Repeat each line of the records below exactly.

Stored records

%%

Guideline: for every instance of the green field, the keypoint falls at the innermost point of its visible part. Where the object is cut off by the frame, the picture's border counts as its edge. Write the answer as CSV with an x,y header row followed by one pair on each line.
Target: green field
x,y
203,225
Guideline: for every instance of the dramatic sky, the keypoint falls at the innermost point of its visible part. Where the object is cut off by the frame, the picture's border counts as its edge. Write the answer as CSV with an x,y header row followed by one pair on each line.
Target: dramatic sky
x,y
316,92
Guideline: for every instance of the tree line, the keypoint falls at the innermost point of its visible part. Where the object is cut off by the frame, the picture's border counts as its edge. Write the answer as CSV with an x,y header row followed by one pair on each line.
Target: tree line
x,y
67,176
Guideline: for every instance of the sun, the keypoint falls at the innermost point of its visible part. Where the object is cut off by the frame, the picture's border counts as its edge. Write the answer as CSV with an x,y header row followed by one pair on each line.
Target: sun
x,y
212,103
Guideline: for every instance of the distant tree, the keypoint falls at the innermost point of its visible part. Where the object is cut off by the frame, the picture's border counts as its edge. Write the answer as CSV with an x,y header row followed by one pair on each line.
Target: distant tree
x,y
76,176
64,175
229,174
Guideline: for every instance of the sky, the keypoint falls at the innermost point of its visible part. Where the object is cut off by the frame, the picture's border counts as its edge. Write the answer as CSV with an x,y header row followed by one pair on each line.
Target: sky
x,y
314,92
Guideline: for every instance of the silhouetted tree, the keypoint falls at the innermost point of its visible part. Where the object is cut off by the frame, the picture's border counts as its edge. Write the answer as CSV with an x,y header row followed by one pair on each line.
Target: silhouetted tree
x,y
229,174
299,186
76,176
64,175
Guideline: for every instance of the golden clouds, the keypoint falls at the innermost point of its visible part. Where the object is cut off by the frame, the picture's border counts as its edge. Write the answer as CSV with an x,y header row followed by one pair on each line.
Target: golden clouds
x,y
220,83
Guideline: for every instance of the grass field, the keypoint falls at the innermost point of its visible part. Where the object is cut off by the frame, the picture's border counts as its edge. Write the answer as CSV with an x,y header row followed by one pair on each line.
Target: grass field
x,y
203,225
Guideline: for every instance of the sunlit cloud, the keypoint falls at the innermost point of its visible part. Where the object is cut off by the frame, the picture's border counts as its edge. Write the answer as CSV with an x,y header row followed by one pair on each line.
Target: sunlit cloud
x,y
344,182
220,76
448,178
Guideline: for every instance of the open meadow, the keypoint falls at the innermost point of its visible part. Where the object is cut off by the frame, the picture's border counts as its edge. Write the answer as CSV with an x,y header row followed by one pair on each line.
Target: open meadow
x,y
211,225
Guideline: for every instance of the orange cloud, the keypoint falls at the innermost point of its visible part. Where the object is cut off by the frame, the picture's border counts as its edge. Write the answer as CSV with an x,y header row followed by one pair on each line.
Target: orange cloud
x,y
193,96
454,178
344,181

%%

Expected answer
Guideline: for every instance of the green field, the keypoint falls at the innermost point of its visible part. Where the object is cut off by the frame, the picture's border counts as its edge. Write the answer as CSV with an x,y header row followed by one pair on each line.
Target: green field
x,y
203,225
Guideline: for every instance of the dramatic sky, the keypoint falls at the innermost point of its visible part. Where the object is cut off by the frame, the picture's border counts as its edge. Write the answer as CSV with an x,y header row followed by one pair on each line.
Target: dramatic sky
x,y
316,92
Guideline: for every instance of the tree line, the keypoint falls at the innermost point of its visible part. Where the object is cut off by the frame, the picture's border counts as its edge. Write the answer as CSV with an x,y header row followed by one pair on each line.
Target: tree line
x,y
67,176
Guideline: for every instance of the sun, the keypoint falls at the innermost point of its visible part. Where the object is cut off by the frame, the picture's border counts as its edge. Write the answer as CSV with an x,y header row followed by one pair on each line.
Target: sun
x,y
212,103
Guideline: for every instance of the distant tree, the keypoint falls at the innermost point of its visible part. Where the object is cut off by the frame, the picture's border counts as its edge. Write the answer as CSV with an x,y header row followed by one pair on each line.
Target: distant tree
x,y
76,176
64,175
229,174
Guideline: for every instance of the sky, the keypoint falls at the innermost point of its visible part. Where the object is cut off by the frame, the picture's border counts as its edge. Write the answer as CSV with an x,y header row followed by one pair on each line.
Target: sky
x,y
314,92
Guideline: for every instance of the silhouetted tree, the keypoint falls at the innermost point of its visible part. Where the object is cut off by the frame, the picture's border counts as its edge. Write the answer as CSV with an x,y header row followed by one pair on each line.
Target: silhouetted tree
x,y
229,174
299,186
76,176
64,175
Guideline: for every instance of the golden clouds, the keypoint falls at the innermost point of its visible part. Where the object is cut off by the frame, the picture's border counts as its edge. Write the answer as CSV with an x,y header row followed by one pair on each line.
Target: golden clouds
x,y
220,83
Guideline: for every instance of the grass field, the keypoint falls at the innermost point of its visible part. Where the object is cut off by the frame, the picture's border counts as its edge. Write the answer as CSV with an x,y header row followed by one pair on each line.
Target: grass field
x,y
203,225
Guideline: for every instance of the sunlit cloud, the keypoint falls at the innermost point of its visible part. Where the object is cut off by the frame, the picture's border counts as its edge. Write the answer as CSV with an x,y header row followed by one pair on each line.
Target: sunlit cloud
x,y
344,182
220,76
448,178
Guideline: for every instance of the open meadow, the keypoint falls at the innermost point of its visible part. Where the object is cut off by the frame, the picture's border counts as its edge. Write the answer as CSV with an x,y header row followed by one pair on each line.
Target: open meadow
x,y
211,225
Guideline: for every instance of the orange cloud, the keypoint falls at the innermost point of its visible part. Where the object is cut off by the frame, the picture's border counts as its edge. Write the answer as CSV with an x,y header row followed by one pair on each line.
Target: orange cloud
x,y
193,96
454,178
344,181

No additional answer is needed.